**PROBLEMS AND TASKS**
1 - In the mmu_notifier thread, what kind of context does Andrea Arcangeli say the range callout will always be done in?
2 - In two sentences, what does the mmu_notifier thread say?
3 - From the mmu_notifier thread, quote the part that opens with the words containing "On Wed, Jan 30, 2008 at 06:04:52PM" and closes with "family of callouts.".

**SELECTED TEXT**
On Wed, Jan 30, 2008 at 06:04:52PM +0100, Andrea Arcangeli wrote:
> On Wed, Jan 30, 2008 at 10:11:24AM -0600, Robin Holt wrote:
...
> > The three issues we need to simultaneously solve is revoking the remote
> > page table/tlb information while still in a sleepable context and not
> > having the remote faulters become out of sync with the granting process.
...
> > Could we consider doing a range-based recall and lock callout before
> > clearing the processes page tables/TLBs, then use the _page or _range
> > callouts from Andrea's patch to clear the mappings, finally make a
> > range-based unlock callout. The mmu_notifier user would usually use ops
> > for either the recall+lock/unlock family of callouts or the _page/_range
> > family of callouts.
>
> invalidate_page/age_page can return inside ptep_clear_flush/young and
> Jack will need that too. Infact Jack will need an invalidate_page also
> inside ptep_get_and_clear. And the range callout will be done always
> in a sleeping context and it'll relay on the page-pin to be safe (when
> details->i_mmap_lock != NULL invalidate_range it shouldn't be called
> inside zap_page_range but before returning from
> unmap_mapping_range_vma before cond_resched). This will make
> everything a bit simpler and less prone to breakage IMHO, plus it'll
> have a chance to work for Jack w/o page-pin without additional
> cluttering of mm/*.c.

**SUPPLIED INFORMATION**
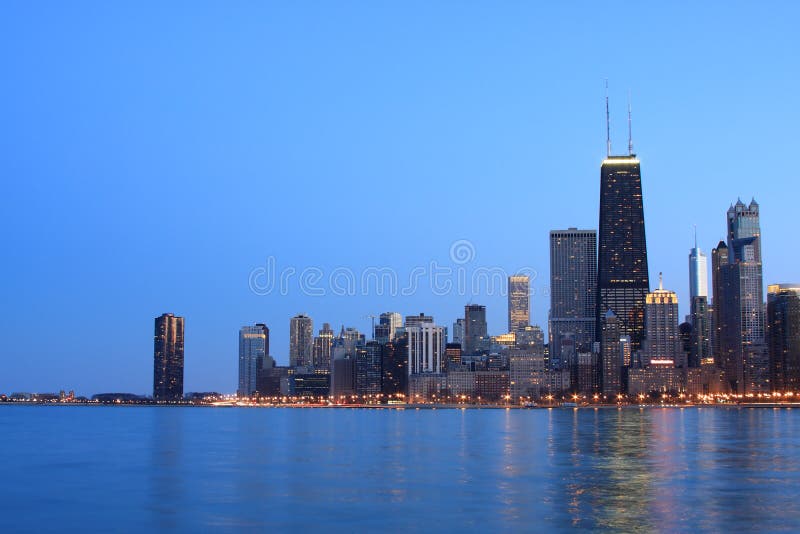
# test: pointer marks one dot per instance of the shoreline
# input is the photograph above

**TASK-BY-TASK OUTPUTS**
1 - A sleeping context.

2 - Robin Holt proposes a range-based recall and lock callout before clearing the process page tables/TLBs, then using the _page or _range callouts from Andrea's patch to clear the mappings, and finally a range-based unlock callout. Andrea Arcangeli replies that invalidate_page/age_page can return inside ptep_clear_flush/young and that the range callout will always be done in a sleeping context and rely on the page-pin, which in his view makes everything simpler and less prone to breakage.

3 -
On Wed, Jan 30, 2008 at 06:04:52PM +0100, Andrea Arcangeli wrote:
> On Wed, Jan 30, 2008 at 10:11:24AM -0600, Robin Holt wrote:
...
> > The three issues we need to simultaneously solve is revoking the remote
> > page table/tlb information while still in a sleepable context and not
> > having the remote faulters become out of sync with the granting process.
...
> > Could we consider doing a range-based recall and lock callout before
> > clearing the processes page tables/TLBs, then use the _page or _range
> > callouts from Andrea's patch to clear the mappings, finally make a
> > range-based unlock callout. The mmu_notifier user would usually use ops
> > for either the recall+lock/unlock family of callouts or the _page/_range
> > family of callouts.